**Short task:** Rewrite the stretch of material from the line containing "Would you point out the plastic" through the end, including both of those lines and keeping each request as it stands. Rescale every point coordinate by 0.25, rounding to the nearest whole number with halves rounded up.

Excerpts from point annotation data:
start

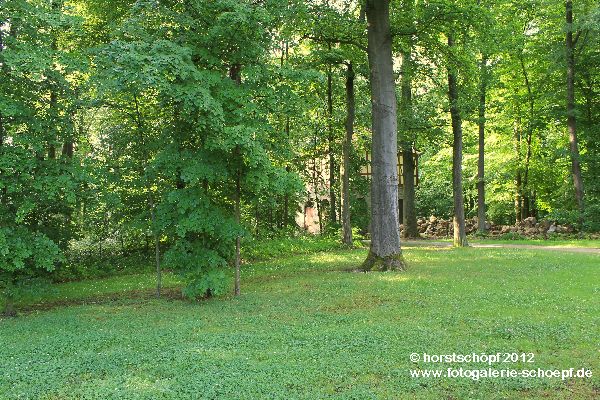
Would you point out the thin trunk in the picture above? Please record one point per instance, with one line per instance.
(571, 119)
(460, 236)
(235, 74)
(286, 198)
(525, 200)
(331, 139)
(156, 245)
(3, 73)
(518, 183)
(385, 252)
(238, 196)
(350, 110)
(481, 214)
(409, 212)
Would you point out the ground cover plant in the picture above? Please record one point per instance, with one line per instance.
(306, 328)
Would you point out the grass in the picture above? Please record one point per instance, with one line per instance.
(306, 329)
(554, 242)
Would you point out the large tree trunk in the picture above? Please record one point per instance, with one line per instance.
(331, 150)
(460, 237)
(385, 252)
(350, 110)
(571, 121)
(481, 217)
(409, 212)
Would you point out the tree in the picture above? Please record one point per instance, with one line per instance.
(571, 112)
(385, 252)
(460, 236)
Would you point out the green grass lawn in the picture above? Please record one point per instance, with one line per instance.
(579, 243)
(306, 329)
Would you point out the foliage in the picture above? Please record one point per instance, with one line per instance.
(288, 336)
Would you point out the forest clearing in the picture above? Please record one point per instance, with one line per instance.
(287, 199)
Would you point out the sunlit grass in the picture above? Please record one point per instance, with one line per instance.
(306, 328)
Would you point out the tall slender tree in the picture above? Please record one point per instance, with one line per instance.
(460, 236)
(571, 117)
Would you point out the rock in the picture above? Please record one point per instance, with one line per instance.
(531, 231)
(529, 222)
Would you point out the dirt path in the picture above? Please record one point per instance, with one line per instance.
(426, 243)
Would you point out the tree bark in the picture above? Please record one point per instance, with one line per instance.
(235, 74)
(571, 118)
(481, 214)
(518, 184)
(460, 237)
(525, 192)
(409, 212)
(385, 252)
(331, 139)
(350, 110)
(156, 244)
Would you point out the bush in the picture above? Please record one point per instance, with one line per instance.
(257, 249)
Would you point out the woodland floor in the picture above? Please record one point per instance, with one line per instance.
(306, 329)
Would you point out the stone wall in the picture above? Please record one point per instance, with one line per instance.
(433, 227)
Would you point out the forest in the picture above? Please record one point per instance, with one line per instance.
(179, 130)
(248, 199)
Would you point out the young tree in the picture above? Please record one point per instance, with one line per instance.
(571, 112)
(460, 236)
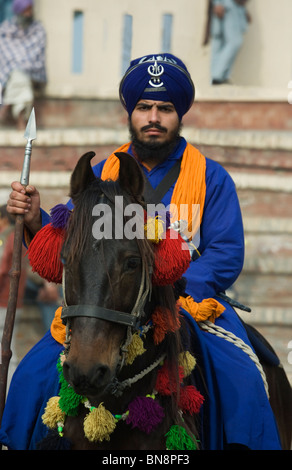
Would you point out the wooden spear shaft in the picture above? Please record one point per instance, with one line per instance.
(15, 272)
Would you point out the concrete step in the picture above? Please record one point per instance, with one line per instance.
(220, 111)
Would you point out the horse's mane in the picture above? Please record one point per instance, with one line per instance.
(79, 233)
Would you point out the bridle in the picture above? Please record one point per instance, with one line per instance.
(131, 320)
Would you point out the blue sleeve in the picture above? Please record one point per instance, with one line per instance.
(221, 237)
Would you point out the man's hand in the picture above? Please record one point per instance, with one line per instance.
(219, 11)
(25, 201)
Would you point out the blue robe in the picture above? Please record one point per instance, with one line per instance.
(243, 414)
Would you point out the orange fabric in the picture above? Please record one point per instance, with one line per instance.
(58, 329)
(208, 309)
(189, 189)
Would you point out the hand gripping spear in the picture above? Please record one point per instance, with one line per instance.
(14, 274)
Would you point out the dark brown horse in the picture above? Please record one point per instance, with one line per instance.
(110, 301)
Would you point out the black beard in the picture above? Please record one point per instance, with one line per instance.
(154, 151)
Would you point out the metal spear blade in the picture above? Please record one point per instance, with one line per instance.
(30, 131)
(30, 135)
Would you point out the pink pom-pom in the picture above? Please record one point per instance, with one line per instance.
(145, 414)
(190, 400)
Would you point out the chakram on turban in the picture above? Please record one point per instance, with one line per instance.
(19, 6)
(161, 77)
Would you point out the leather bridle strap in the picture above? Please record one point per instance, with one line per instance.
(99, 312)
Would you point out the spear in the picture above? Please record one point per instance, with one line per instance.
(14, 273)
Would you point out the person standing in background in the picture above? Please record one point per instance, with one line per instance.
(226, 25)
(6, 251)
(22, 61)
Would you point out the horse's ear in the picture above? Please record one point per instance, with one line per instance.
(131, 178)
(82, 175)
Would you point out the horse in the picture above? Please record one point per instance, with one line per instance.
(129, 366)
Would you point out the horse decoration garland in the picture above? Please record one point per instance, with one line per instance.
(144, 412)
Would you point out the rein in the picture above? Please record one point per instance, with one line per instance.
(131, 320)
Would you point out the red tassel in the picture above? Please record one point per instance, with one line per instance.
(190, 400)
(166, 383)
(44, 253)
(171, 260)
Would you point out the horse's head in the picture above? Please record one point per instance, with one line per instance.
(107, 274)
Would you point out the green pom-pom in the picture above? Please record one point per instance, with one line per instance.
(178, 439)
(69, 400)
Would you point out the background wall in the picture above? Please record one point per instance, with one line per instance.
(265, 60)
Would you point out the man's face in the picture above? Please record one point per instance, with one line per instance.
(155, 122)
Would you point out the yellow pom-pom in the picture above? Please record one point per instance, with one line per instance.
(154, 229)
(187, 361)
(53, 413)
(135, 348)
(99, 424)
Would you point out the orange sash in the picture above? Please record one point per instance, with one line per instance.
(189, 193)
(190, 189)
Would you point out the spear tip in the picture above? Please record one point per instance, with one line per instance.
(30, 131)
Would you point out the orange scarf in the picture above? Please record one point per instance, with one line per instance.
(189, 189)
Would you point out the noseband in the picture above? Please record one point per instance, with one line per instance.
(131, 320)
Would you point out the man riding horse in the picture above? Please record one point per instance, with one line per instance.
(157, 91)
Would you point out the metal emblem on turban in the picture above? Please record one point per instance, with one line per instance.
(155, 71)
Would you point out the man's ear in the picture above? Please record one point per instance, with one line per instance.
(131, 178)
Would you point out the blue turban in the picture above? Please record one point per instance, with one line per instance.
(19, 6)
(161, 77)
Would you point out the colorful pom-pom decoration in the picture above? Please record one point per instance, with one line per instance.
(167, 382)
(190, 400)
(135, 348)
(163, 323)
(187, 361)
(99, 424)
(145, 413)
(177, 438)
(53, 413)
(172, 259)
(60, 215)
(44, 253)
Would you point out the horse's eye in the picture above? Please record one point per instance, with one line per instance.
(132, 263)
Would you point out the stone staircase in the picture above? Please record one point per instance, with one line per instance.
(252, 140)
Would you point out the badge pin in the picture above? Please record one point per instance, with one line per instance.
(155, 71)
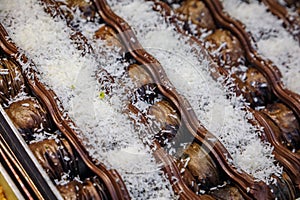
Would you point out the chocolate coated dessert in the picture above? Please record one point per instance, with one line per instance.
(29, 117)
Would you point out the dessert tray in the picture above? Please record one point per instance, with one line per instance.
(146, 100)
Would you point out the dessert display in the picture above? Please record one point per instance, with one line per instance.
(270, 33)
(2, 196)
(87, 97)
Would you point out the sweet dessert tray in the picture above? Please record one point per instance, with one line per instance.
(138, 99)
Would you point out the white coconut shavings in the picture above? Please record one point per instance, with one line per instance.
(190, 75)
(273, 41)
(109, 135)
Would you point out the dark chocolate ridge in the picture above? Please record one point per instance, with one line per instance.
(292, 23)
(289, 160)
(269, 70)
(218, 151)
(111, 178)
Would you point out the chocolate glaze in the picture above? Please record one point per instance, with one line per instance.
(198, 164)
(231, 54)
(110, 178)
(29, 117)
(56, 157)
(89, 189)
(269, 72)
(255, 189)
(287, 123)
(196, 12)
(11, 81)
(291, 23)
(227, 192)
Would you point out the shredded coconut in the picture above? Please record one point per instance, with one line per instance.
(191, 76)
(273, 41)
(107, 133)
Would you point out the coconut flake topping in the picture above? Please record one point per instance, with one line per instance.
(190, 74)
(273, 41)
(108, 134)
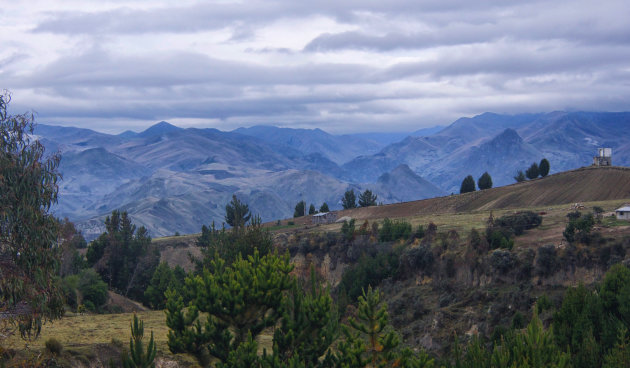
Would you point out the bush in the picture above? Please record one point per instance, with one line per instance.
(500, 239)
(370, 270)
(533, 172)
(519, 222)
(502, 260)
(93, 289)
(546, 260)
(468, 185)
(394, 230)
(53, 346)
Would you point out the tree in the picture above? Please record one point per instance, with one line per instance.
(543, 167)
(236, 213)
(30, 291)
(367, 198)
(300, 209)
(163, 278)
(468, 185)
(369, 341)
(228, 245)
(324, 208)
(532, 172)
(520, 176)
(123, 256)
(485, 181)
(137, 357)
(349, 200)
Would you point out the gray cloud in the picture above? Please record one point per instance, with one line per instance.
(363, 65)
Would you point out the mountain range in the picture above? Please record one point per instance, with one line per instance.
(171, 179)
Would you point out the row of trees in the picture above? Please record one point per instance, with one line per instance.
(300, 209)
(468, 184)
(366, 199)
(534, 171)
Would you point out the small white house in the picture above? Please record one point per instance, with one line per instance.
(324, 218)
(623, 213)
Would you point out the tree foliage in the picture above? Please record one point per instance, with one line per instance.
(30, 292)
(230, 305)
(367, 198)
(520, 176)
(300, 209)
(544, 167)
(485, 181)
(123, 256)
(324, 208)
(369, 340)
(349, 199)
(532, 172)
(468, 185)
(137, 357)
(236, 213)
(228, 245)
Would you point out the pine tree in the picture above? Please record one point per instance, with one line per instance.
(238, 301)
(532, 172)
(137, 357)
(237, 213)
(543, 167)
(367, 198)
(369, 340)
(485, 181)
(324, 208)
(299, 209)
(468, 185)
(349, 200)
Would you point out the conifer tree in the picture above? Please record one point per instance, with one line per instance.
(367, 198)
(137, 357)
(520, 176)
(349, 200)
(468, 185)
(369, 340)
(236, 213)
(299, 209)
(532, 172)
(543, 167)
(485, 181)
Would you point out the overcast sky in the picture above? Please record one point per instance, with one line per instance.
(342, 66)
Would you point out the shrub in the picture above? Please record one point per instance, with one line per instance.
(468, 185)
(394, 230)
(53, 346)
(93, 289)
(546, 260)
(502, 260)
(347, 229)
(519, 222)
(532, 172)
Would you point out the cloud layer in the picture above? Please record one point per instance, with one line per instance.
(340, 66)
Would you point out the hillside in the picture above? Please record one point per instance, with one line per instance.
(586, 184)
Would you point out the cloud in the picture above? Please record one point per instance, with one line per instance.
(342, 66)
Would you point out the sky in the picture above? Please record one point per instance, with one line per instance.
(341, 66)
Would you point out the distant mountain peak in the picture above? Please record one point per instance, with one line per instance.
(508, 136)
(160, 128)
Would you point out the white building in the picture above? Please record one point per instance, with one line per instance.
(623, 213)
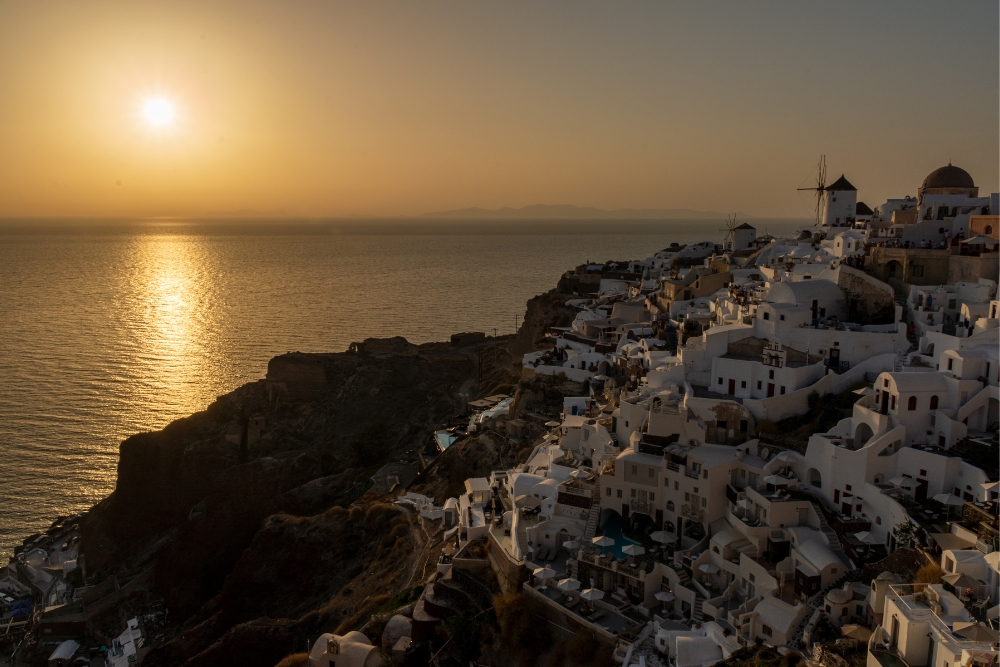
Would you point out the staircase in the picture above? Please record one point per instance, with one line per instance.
(684, 579)
(900, 360)
(595, 513)
(671, 340)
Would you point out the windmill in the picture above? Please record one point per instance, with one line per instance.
(820, 188)
(730, 230)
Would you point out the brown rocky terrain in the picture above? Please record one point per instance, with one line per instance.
(252, 514)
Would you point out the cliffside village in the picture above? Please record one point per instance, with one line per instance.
(658, 512)
(664, 511)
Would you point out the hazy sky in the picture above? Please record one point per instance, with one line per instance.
(315, 107)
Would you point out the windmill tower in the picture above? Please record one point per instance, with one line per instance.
(730, 230)
(820, 188)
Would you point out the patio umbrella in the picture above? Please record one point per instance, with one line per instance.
(856, 632)
(603, 541)
(979, 633)
(633, 550)
(569, 584)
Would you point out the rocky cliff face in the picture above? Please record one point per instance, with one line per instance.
(240, 507)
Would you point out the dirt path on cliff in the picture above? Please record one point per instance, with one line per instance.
(426, 551)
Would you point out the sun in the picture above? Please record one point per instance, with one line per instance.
(158, 111)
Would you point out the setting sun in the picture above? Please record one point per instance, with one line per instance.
(158, 111)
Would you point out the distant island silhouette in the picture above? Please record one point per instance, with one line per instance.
(569, 211)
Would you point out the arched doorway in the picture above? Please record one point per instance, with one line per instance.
(862, 434)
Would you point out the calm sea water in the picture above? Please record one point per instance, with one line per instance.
(108, 329)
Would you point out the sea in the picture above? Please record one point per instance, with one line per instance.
(113, 327)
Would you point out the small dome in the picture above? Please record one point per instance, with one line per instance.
(949, 177)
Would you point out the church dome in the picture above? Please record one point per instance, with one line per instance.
(948, 177)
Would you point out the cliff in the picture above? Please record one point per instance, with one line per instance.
(239, 508)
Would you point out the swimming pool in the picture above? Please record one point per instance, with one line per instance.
(612, 527)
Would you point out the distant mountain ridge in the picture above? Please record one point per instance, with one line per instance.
(569, 211)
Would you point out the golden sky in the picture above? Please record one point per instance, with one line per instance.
(316, 108)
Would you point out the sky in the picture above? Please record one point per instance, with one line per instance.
(317, 108)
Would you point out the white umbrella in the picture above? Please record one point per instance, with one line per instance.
(633, 550)
(949, 499)
(569, 584)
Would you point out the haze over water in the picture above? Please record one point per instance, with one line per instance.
(112, 329)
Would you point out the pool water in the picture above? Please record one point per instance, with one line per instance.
(612, 527)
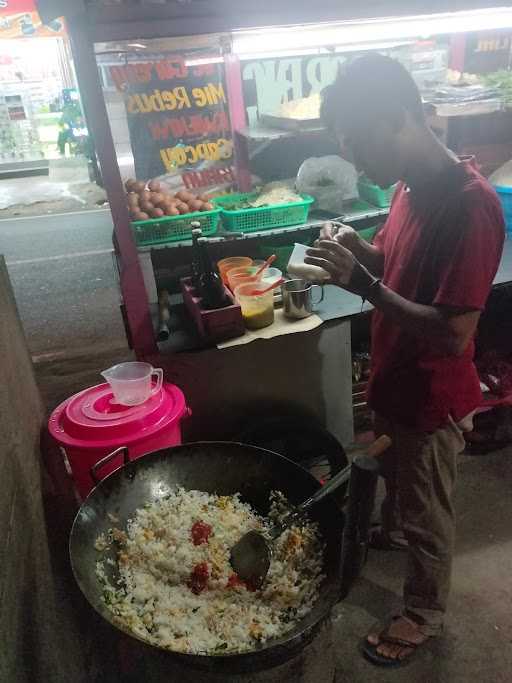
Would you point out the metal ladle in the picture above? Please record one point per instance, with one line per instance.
(251, 556)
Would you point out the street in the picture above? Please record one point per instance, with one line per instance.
(63, 278)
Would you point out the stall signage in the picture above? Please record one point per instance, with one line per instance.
(488, 52)
(17, 6)
(178, 119)
(270, 82)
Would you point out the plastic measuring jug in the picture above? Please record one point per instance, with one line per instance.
(131, 382)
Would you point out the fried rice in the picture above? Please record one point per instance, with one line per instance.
(175, 587)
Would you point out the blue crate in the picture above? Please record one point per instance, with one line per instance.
(505, 195)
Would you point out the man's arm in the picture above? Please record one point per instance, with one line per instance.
(449, 330)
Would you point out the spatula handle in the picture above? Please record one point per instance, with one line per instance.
(327, 489)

end

**Right answer:**
Would you point out the plastic measuring jug in the picture above? Please record one point per instance, with one line per instance.
(33, 96)
Would you point out the fried rice in the picture above? Please record one point per instance, with one line per instance.
(44, 147)
Would you point out the blue crate in the picture above? Please record one point per instance, with one line per instance.
(126, 49)
Would you point out the man's arm in the picture above? Please record one point per instance, with one line per instance.
(112, 83)
Would you point out the spatula handle in the picture above? Please record one point per instance, with one line per instance.
(82, 122)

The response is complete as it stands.